[Stored items]
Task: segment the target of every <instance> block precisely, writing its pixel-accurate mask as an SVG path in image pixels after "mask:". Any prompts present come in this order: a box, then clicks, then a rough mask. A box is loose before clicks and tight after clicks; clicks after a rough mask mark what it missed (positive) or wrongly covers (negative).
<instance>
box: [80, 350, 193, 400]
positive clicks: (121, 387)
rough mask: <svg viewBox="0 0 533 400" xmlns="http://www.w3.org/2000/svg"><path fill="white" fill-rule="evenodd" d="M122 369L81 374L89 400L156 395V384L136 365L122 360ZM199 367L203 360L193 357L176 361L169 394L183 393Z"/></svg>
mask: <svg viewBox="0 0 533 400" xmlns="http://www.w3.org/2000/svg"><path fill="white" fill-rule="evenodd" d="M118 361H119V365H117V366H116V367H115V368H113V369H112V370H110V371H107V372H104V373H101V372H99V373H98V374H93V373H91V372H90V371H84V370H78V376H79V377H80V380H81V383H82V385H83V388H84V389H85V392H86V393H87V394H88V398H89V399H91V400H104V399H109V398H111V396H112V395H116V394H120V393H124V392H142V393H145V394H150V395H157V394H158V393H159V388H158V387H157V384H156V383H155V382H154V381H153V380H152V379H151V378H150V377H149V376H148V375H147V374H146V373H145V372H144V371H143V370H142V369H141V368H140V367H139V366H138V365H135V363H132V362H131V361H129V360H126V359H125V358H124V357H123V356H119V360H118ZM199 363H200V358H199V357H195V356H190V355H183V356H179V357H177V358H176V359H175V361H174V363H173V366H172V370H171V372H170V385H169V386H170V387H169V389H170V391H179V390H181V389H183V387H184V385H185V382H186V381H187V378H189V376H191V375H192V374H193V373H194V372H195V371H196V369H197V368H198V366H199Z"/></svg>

#### Instructions for the task:
The required output is the set of lines from the first line of the data through the line that contains "positive clicks: (121, 387)", transcribed exactly.

#### Expected output:
Task: segment the target of every <instance> block precisely, writing its pixel-accurate mask as an SVG path in image pixels after "mask:". Any prompts present come in this order: a box, then clicks, then a rough mask. A box is loose before clicks and tight after clicks; clicks after a rough mask mark what it missed (positive) or wrongly covers (negative).
<instance>
box: [80, 350, 193, 400]
positive clicks: (121, 387)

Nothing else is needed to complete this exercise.